##### SELECTED TEXT #####

In an utterance as remarkable as any he has issued this summer, Cristiano Ronaldo declared last night that he agreed with the Fifa president Sepp Blatter's assertion that Manchester United should stop treating him like a "modern-day slave" and release him to Real Madrid.
"I agree with the statements of the president, he is right," Ronaldo said and, pressed on where he would spend next season, he reiterated the point. "You know what I said, what I want and what I would like. Let's see. I agree completely with the president of Fifa. Now I have to wait and see, but I do not know where I will begin the season."
Coming from a 23-year-old who is paid £120,000 a week by a club considering allowing him to complete his recuperation from ankle surgery in the Algarve and delay his return to Manchester, Ronaldo's assertion will prompt as much indignation in football as Blatter did when he said yesterday that players, tied to longer contracts since the Bosman ruling, were enslaved and should be given greater freedom to move on.
The metaphor Blatter chose was even more unfortunate than his line of argument which, taken to its logical conclusion would allow for no transfer market and let any player leave for the highest bidder at the drop of a hat, with all the consequences that would have for the sport's poorer clubs. But Ronaldo was unmoved. He agrees he should be allowed to join Real, though he suggested while leaving his rehabilitation clinic in the Algarve that he does not expect to be playing for anyone for 10 or 12 weeks, following his operation. That prognosis is far worse than expected at United, who had hoped he might be fit within six weeks.
Contrary to some reports, the Portuguese also said he had not agreed personal terms with Real. "It is not true that I have an agreement with Real Madrid, there is no agreement," said Ronaldo, who announced himself to be "completely optimistic and calm". That reinforces the idea, expounded by the club's president, Ramon Calderon, at the weekend, that Ronaldo will be a United player next season.
There was little sense in Ronaldo's brief utterance that he had taken much stock of Blatter's comments, but agreeing to his suggestion that he is enslaved will leave him liable to a colourful response from opposing supporters if he extends his United career.
United led a chorus of opposition yesterday to comments which appear to rank alongside Blatter's legendary assertion that women footballers should wear "tighter shorts" to make the game easier on the eye. "All our players, like at other clubs, enter into their contracts after an open and free negotiation," the Old Trafford side said. "Most do so after taking advice from a Fifa-registered agent. Many do so on a number of occasions and enjoy long and successful stays at Old Trafford."
Arsenal, struggling to keep Emmanuel Adebayor, and Chelsea, whose £130,000-a-week offer to Frank Lampard has been rejected, may empathise, though some would argue that the treatment of Lampard has been less than exemplary. In the pre-Bosman era, when clubs could hold a player's registration and refuse to release it even if that individual's contract had come to an end, footballers could have claimed to be in clubs' thrall.
But the idea that a player such as Ronaldo may, one year into a five-year contract, declare on a whim that he wishes to fulfil a "dream" of playing in Spain, banishes any notion of contractual arrangements.
Even the Professional Footballers' Association were astonished. Deputy chief executive Mick McGuire, said: "It is so inappropriate that [Blatter] loses any credibility in the argument. There are some words that should never be used in such a context. The word 'slavery' gets people wound up and destroys any argument he has."
Richard Bevan, the chief executive of the League Managers' Association, said Blatter was way out of touch. "The transfer system is underwritten and regulated by Fifa. It is the cornerstone of developing talent right up the football pyramid," he said.
Some players provide evidence of Blatter's view. It could be argued that Aston Villa's Gareth Barry, for all the criticism he has received for questioning his manager Martin O'Neill's reluctance to discuss his move to Liverpool, has been poorly treated.

##### DATA UNDER STUDY #####

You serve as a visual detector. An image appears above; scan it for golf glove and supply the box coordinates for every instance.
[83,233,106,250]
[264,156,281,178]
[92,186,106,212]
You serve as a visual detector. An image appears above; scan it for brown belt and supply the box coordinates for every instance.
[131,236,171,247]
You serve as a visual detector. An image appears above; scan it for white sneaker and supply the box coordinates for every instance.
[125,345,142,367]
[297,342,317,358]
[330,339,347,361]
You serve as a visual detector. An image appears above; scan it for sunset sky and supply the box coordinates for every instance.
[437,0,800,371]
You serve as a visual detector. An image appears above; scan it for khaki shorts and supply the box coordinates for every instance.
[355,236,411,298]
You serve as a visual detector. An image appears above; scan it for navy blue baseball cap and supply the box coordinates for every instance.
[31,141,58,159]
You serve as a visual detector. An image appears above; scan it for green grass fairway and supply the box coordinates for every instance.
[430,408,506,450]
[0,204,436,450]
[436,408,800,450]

#####

**ASSIGNMENT:**
Condense the paragraph of the Ronaldo and Blatter article that begins "The metaphor Blatter chose" into a short bulleted list that keeps its main facts.

**EXERCISE OUTPUT:**
- Blatter's "slave" metaphor was even more unfortunate than his argument.
- Taken to its logical conclusion, that argument would allow no transfer market and let any player leave for the highest bidder at short notice, with consequences for the sport's poorer clubs.
- Ronaldo was unmoved and agrees he should be allowed to join Real.
- As he left his rehabilitation clinic in the Algarve, he suggested he would not be playing for anyone for 10 or 12 weeks after his operation.
- That is far worse than United expected: they had hoped he might be fit within six weeks.